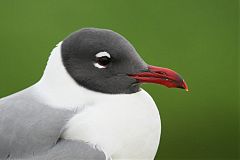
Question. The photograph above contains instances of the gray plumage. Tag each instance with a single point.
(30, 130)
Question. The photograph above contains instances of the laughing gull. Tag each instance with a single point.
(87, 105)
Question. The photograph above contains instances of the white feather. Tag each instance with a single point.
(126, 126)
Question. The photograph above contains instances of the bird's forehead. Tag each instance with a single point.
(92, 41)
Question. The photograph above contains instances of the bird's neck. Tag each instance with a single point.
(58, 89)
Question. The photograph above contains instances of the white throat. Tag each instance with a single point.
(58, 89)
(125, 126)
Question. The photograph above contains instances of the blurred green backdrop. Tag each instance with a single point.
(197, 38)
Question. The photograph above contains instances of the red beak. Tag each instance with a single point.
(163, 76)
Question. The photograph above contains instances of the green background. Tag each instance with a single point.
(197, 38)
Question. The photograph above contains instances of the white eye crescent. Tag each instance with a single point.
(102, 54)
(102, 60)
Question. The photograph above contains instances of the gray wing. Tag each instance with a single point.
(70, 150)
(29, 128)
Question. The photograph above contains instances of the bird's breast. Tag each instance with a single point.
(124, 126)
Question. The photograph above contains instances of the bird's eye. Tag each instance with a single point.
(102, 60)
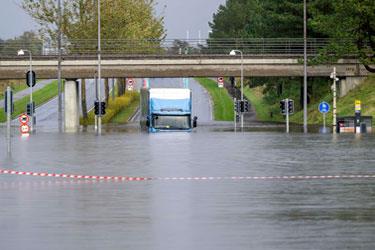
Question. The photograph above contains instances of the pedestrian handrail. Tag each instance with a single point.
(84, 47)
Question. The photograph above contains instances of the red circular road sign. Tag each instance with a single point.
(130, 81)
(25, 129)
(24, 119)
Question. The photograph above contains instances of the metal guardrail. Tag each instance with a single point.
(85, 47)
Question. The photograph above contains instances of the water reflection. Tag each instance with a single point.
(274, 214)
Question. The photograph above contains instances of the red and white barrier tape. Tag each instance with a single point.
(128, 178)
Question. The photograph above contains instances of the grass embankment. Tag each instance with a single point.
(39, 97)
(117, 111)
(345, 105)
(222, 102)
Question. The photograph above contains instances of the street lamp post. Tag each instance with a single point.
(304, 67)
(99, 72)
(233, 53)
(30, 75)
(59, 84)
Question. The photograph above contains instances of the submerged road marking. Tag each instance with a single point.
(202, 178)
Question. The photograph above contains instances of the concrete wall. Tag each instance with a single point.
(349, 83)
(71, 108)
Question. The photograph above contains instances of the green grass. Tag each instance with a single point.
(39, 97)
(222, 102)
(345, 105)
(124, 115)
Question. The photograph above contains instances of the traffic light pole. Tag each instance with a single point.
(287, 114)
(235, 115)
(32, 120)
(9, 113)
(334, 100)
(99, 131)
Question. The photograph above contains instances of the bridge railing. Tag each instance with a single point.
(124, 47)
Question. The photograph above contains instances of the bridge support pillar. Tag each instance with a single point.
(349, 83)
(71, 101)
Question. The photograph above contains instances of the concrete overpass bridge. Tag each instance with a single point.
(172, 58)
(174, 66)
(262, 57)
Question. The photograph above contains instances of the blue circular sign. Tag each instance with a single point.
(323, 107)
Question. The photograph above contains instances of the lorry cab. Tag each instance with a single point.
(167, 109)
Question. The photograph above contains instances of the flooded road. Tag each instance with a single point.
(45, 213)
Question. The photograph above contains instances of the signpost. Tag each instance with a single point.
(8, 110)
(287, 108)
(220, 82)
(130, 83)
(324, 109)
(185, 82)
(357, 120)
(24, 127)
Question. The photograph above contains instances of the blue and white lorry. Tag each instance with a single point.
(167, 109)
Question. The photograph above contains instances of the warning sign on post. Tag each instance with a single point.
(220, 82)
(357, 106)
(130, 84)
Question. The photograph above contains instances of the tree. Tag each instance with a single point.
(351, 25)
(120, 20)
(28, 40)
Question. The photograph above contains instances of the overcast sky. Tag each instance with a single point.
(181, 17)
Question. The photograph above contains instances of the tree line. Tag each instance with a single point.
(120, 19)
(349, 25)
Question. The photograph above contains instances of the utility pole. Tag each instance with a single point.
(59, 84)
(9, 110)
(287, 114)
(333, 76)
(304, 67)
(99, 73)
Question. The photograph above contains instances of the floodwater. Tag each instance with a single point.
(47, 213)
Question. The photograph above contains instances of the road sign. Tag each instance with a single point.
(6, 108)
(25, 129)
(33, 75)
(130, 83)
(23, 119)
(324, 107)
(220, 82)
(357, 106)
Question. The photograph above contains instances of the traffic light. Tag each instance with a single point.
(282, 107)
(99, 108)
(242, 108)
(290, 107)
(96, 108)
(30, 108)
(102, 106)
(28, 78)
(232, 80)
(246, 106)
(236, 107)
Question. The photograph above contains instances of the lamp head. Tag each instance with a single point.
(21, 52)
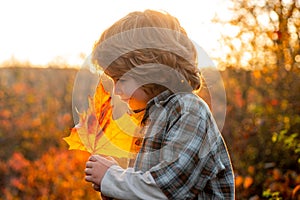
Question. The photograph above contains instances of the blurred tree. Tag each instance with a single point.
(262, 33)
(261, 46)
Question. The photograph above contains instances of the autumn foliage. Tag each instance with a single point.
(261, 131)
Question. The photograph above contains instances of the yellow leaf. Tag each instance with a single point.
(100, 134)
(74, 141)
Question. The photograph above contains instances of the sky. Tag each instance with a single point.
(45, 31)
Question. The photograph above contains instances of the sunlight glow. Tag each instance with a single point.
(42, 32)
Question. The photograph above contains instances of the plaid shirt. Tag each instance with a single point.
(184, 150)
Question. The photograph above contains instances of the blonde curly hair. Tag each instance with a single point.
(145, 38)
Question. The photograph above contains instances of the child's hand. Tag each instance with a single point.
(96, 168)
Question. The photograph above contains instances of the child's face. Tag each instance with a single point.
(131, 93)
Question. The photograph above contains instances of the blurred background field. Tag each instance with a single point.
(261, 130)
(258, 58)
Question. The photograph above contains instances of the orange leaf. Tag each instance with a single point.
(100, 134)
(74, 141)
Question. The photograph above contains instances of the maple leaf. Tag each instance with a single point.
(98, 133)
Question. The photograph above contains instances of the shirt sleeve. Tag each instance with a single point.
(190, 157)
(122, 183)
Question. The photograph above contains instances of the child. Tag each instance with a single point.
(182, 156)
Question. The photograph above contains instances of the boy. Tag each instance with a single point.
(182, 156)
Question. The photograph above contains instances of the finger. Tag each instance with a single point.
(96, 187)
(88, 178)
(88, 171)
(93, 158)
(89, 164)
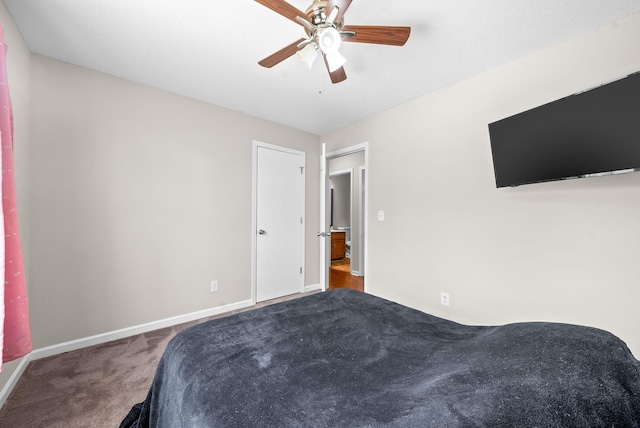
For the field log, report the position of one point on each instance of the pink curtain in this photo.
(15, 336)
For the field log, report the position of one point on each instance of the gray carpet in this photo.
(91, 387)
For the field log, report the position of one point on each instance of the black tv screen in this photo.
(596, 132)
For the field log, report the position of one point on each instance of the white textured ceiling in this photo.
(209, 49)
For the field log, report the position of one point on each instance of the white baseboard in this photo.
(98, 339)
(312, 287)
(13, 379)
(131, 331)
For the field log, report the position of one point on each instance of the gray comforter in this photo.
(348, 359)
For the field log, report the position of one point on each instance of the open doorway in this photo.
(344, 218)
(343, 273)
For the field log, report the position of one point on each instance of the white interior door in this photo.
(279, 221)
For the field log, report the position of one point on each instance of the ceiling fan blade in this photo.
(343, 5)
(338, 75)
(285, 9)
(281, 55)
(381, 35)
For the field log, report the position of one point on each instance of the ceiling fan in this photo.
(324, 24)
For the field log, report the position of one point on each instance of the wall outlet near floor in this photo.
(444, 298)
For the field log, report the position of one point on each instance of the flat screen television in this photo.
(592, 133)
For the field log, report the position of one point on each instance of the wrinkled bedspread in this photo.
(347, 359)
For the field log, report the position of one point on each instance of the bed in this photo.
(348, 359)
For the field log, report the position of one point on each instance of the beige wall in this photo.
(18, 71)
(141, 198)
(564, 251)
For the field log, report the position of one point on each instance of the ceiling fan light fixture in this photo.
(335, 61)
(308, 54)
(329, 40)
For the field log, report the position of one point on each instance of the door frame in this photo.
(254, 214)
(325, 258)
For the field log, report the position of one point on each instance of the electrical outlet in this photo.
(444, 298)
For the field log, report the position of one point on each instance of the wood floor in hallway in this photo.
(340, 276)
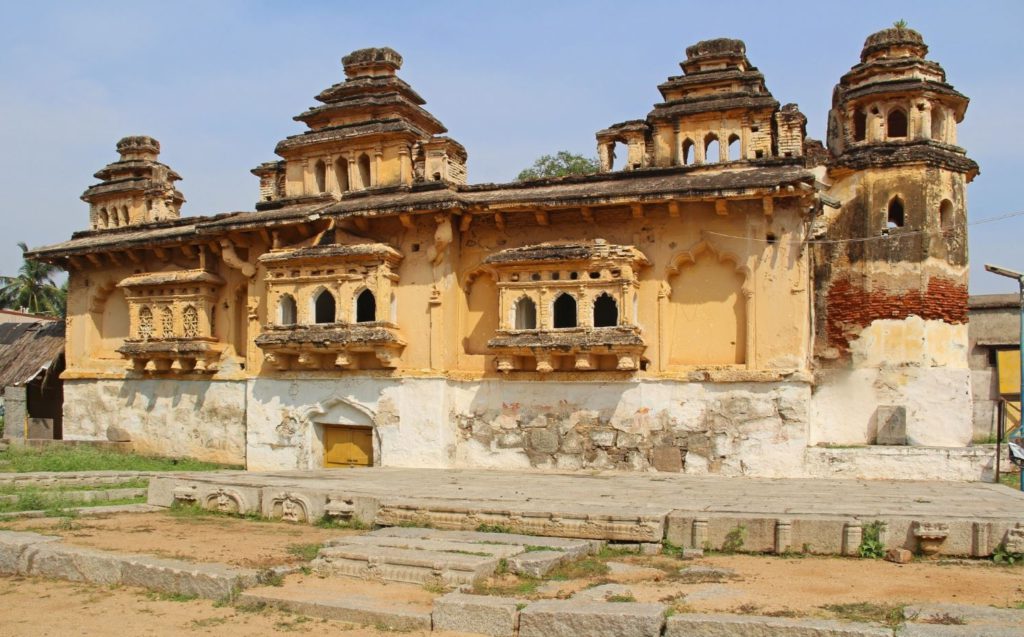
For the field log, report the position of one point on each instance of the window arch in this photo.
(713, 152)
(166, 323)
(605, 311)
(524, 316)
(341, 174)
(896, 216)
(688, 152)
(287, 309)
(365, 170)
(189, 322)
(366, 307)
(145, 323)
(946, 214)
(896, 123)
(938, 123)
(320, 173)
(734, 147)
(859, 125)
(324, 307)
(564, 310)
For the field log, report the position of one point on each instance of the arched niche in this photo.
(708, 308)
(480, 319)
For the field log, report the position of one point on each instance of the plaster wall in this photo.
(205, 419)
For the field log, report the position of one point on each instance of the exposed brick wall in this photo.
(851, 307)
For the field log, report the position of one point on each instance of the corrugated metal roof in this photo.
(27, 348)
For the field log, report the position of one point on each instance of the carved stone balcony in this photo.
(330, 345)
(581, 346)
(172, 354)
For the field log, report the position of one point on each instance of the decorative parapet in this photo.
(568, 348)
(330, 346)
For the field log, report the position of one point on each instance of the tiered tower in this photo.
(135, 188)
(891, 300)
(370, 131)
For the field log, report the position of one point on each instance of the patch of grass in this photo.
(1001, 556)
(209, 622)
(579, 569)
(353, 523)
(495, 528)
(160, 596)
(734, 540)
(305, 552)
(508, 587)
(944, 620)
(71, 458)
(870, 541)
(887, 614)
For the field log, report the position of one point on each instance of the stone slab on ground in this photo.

━━━━━━━━━━━━━━━━━━━━━━━━━━━━━━

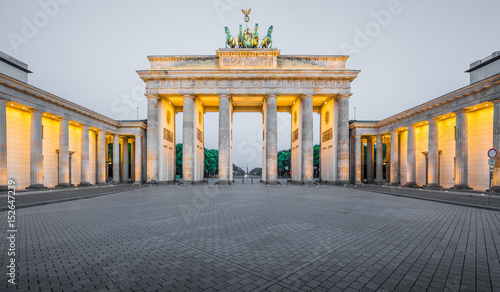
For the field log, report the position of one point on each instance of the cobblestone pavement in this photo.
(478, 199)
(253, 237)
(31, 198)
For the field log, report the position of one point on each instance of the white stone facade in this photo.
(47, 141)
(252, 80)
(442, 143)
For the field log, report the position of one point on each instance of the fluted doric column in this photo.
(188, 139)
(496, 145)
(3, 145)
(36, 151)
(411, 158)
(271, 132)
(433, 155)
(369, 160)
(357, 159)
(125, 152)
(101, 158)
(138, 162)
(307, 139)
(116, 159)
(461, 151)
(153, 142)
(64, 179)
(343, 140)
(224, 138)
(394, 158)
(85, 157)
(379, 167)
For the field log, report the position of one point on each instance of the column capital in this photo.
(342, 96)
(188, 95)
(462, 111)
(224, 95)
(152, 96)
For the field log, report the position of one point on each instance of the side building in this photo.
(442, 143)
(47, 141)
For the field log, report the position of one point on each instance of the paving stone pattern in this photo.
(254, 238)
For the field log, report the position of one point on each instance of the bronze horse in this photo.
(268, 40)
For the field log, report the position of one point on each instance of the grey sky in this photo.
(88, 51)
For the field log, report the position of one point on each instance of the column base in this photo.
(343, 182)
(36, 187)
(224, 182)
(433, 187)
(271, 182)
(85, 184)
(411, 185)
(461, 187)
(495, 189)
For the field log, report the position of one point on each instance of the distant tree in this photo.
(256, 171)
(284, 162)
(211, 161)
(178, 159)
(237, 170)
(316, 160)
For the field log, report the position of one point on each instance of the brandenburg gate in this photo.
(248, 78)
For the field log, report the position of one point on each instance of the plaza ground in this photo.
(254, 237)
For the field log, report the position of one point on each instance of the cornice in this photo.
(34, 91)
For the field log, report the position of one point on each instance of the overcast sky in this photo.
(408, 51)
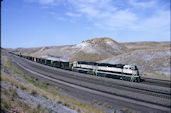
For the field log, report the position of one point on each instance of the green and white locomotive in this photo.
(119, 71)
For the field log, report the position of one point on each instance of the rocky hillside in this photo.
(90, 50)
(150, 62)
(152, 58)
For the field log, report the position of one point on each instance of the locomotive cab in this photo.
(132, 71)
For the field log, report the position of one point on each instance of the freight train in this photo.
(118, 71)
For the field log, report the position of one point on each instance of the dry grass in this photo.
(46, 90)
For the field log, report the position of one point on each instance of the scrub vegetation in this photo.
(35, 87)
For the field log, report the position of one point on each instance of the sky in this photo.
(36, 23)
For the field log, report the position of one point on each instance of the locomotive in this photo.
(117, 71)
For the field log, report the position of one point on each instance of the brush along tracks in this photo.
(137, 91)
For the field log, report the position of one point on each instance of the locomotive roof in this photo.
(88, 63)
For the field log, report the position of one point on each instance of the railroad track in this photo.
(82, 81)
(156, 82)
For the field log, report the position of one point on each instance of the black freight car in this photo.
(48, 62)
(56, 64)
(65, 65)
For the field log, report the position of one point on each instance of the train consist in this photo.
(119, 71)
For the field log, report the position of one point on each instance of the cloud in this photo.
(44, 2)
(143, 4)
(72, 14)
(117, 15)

━━━━━━━━━━━━━━━━━━━━━━━━━━━━━━

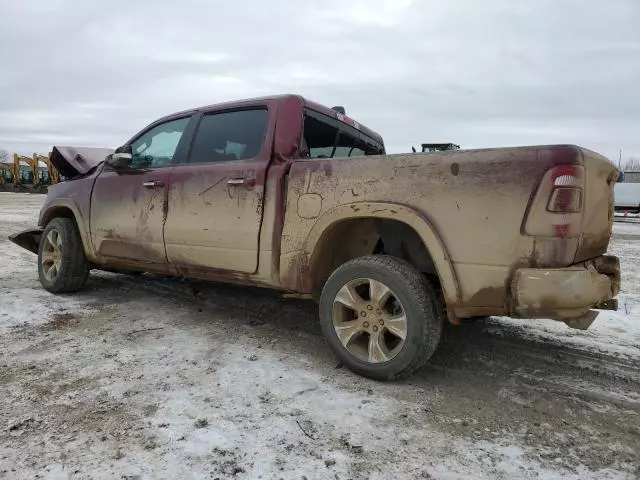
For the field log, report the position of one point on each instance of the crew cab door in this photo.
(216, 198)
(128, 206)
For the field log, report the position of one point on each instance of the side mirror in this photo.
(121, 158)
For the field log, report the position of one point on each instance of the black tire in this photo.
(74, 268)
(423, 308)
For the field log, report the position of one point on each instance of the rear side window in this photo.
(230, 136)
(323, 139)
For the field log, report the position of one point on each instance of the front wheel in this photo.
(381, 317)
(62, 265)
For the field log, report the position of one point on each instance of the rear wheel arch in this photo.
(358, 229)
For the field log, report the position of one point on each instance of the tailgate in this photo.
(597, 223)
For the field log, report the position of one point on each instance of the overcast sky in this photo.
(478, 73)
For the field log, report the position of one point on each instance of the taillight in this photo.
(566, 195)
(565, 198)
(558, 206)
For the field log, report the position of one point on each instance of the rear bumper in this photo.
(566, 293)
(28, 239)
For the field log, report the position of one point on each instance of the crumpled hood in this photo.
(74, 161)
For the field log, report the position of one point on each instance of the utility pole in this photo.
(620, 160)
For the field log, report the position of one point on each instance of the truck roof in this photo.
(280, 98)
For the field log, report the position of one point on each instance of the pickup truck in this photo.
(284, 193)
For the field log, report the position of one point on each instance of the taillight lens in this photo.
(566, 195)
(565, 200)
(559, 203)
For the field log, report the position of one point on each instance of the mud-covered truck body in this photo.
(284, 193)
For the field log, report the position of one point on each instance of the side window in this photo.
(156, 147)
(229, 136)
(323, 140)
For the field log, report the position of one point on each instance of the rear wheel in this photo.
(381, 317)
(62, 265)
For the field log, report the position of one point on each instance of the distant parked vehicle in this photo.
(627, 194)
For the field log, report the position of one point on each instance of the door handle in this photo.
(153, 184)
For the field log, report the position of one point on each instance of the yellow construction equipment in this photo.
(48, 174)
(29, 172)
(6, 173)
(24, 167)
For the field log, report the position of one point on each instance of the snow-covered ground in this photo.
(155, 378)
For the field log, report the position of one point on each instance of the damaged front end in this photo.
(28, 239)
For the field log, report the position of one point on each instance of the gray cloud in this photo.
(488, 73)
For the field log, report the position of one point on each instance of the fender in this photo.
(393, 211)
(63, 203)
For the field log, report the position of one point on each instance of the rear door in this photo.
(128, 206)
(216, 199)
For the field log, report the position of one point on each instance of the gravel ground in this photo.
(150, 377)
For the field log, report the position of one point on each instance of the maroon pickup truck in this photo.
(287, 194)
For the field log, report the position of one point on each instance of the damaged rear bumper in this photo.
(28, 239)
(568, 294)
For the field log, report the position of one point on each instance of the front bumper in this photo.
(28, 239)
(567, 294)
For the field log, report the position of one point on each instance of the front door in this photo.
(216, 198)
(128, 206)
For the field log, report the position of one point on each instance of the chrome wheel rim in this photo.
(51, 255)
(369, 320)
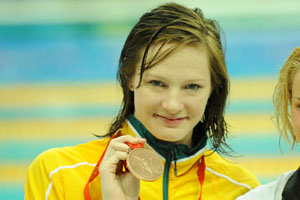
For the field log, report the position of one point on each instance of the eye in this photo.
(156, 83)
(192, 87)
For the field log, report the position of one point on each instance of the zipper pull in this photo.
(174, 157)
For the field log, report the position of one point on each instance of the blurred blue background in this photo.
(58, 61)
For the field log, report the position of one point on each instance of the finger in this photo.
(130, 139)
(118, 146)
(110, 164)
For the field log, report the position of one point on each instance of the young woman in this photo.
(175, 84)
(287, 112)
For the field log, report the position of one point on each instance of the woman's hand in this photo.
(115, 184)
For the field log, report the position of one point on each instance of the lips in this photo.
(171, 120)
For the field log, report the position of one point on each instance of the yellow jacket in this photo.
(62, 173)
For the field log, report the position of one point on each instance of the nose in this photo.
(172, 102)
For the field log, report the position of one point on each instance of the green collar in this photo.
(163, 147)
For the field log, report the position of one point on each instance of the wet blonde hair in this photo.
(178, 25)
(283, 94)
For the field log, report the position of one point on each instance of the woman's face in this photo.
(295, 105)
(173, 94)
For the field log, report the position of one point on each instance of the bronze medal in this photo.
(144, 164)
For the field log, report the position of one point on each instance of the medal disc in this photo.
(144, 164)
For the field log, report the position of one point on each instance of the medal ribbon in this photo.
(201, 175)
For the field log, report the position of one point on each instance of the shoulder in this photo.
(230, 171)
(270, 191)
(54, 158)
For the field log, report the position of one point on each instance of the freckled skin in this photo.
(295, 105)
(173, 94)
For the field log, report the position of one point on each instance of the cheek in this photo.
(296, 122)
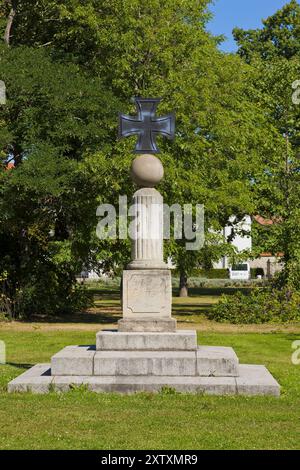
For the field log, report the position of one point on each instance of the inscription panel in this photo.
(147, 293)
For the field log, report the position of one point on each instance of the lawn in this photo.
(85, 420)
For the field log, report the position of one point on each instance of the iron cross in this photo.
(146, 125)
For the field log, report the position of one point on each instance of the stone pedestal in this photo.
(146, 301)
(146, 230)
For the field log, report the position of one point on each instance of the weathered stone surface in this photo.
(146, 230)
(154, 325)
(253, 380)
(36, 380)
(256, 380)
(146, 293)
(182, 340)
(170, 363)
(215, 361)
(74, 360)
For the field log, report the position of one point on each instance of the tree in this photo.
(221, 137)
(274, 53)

━━━━━━━━━━━━━━━━━━━━━━━━━━━━━━

* [Aim]: Show each line of the material above that contains the string "outlet", copied in full.

* [Answer for the task]:
For the field log, report the position of one point on each instance of the wall outlet near floor in this photo.
For the field log, report the position of one point on each instance of the electrical outlet in this photo.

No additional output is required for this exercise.